Broward News

Should South Florida Churches Pay Tax if They Deny Gay Marriage?

Tony Verdugo is a sore loser. As executive director of the South Florida-based Christian Family Coalition, he has spent the past month searching for legal loopholes so churches can deny the U.S. Supreme Court ruling on gay marriages and maintain their tax-exempt status.

Last month, his ultraconservative group hosted “Marriage Protection Councils” across Florida, where lawyers explained how to update the fine print in their paperwork so churches could continue to deny gay marriages and not get sued. A few weeks later, he launched a petition titled “Clergy and Religious Institution Protection Act.” Yesterday, the group announced that 2,000 people had signed the petition. Once 2,500 people sign, it will head to Gov. Rick Scott, Florida State Senate President Andy Gardiner, and Speaker of the Florida House of Representatives Hon. Steve Crisafulli.

────────────────

Problems to solve:
**1)** Please transcribe the passage from the gay-marriage tax article, starting with "Broward News" and going on through "their tax-exempt status.".
**2)** Pick up the gay-marriage tax article after its final sentence and keep writing.

Given data:
────────────────

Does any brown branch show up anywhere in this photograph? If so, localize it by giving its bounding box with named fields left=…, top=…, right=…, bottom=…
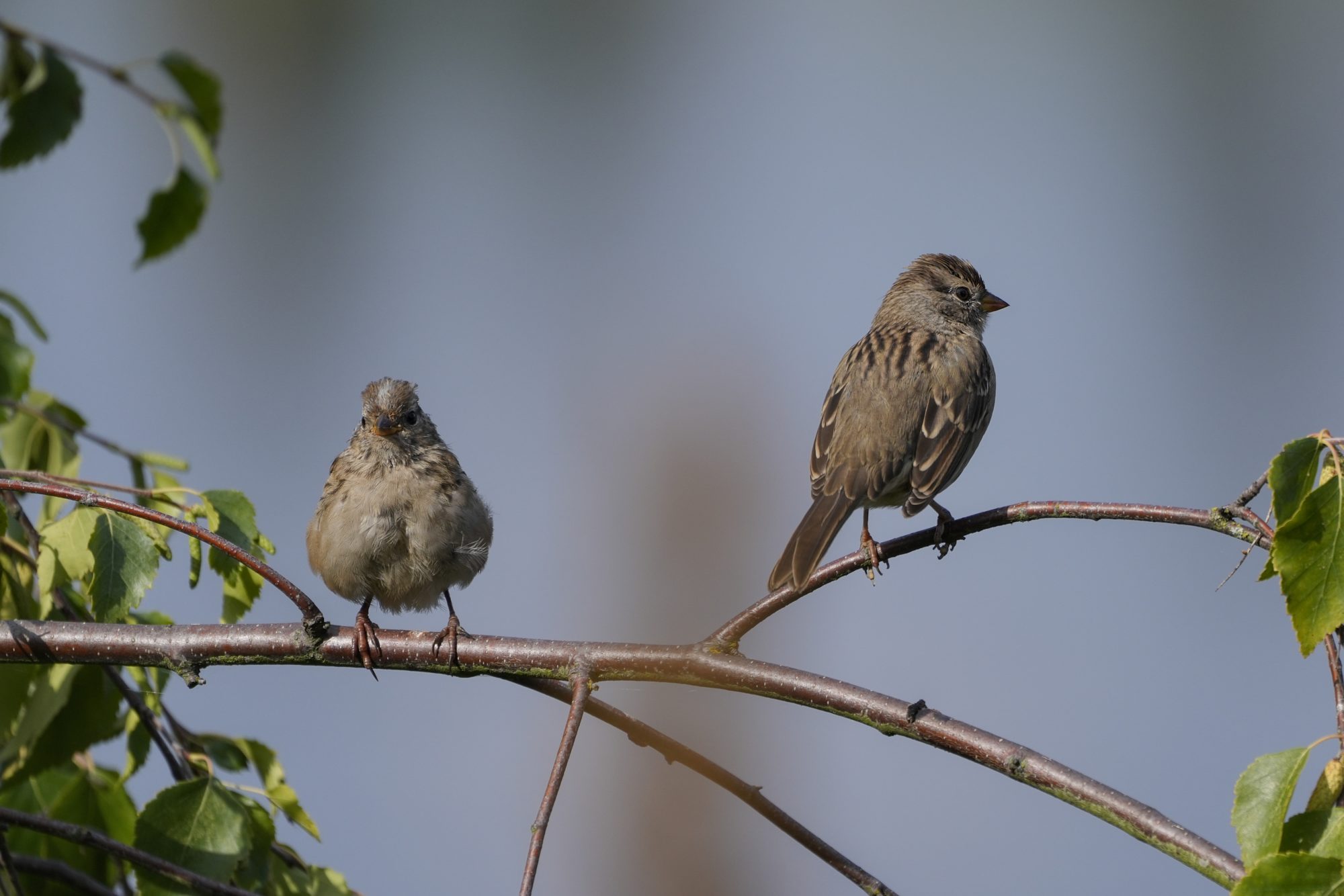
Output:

────────────────

Answers provided:
**1)**
Broward News

Should South Florida Churches Pay Tax if They Deny Gay Marriage?

Tony Verdugo is a sore loser. As executive director of the South Florida-based Christian Family Coalition, he has spent the past month searching for legal loopholes so churches can deny the U.S. Supreme Court ruling on gay marriages and maintain their tax-exempt status.

**2)**
“This bill will reaffirm the freedom of religion and reinforce that religious entity’s tax-exempt status will not be taken away should they refuse to solemnize any marriage that is contrary to their religious belief,” the petition declares. “Until such protections are codified under law, there is ambiguity.”

The number of people who sign Verdugo's petition has no effect on whether it will become enacted into law. The process of adding an amendment to the ballot through signatures is much more complex than an online petition. Close to 70,000 signatures and the language of the bill have to be verified by the Florida Supreme Court. Then 600,000 more signatures have to be submitted to the Florida Division of Elections. Only then can it appear on the ballot, where 60 percent have voters have to support it.

This push is kinda wacky, because religious freedom is already protected in Florida and across the country. Discrimination, however, is not. At the Palm Beach Marriage Protection council held last month, Verdugo helped churchgoers and pastors "prepare for the coming storm against the church." He pointed to different situations across the country were pastors and churches were unfairly sued for discrimination, when, he argued, it should've been protected under their religious freedom. (Like in 2012, when a New Jersey court ruled against a church for banning a gay marriage ceremony.)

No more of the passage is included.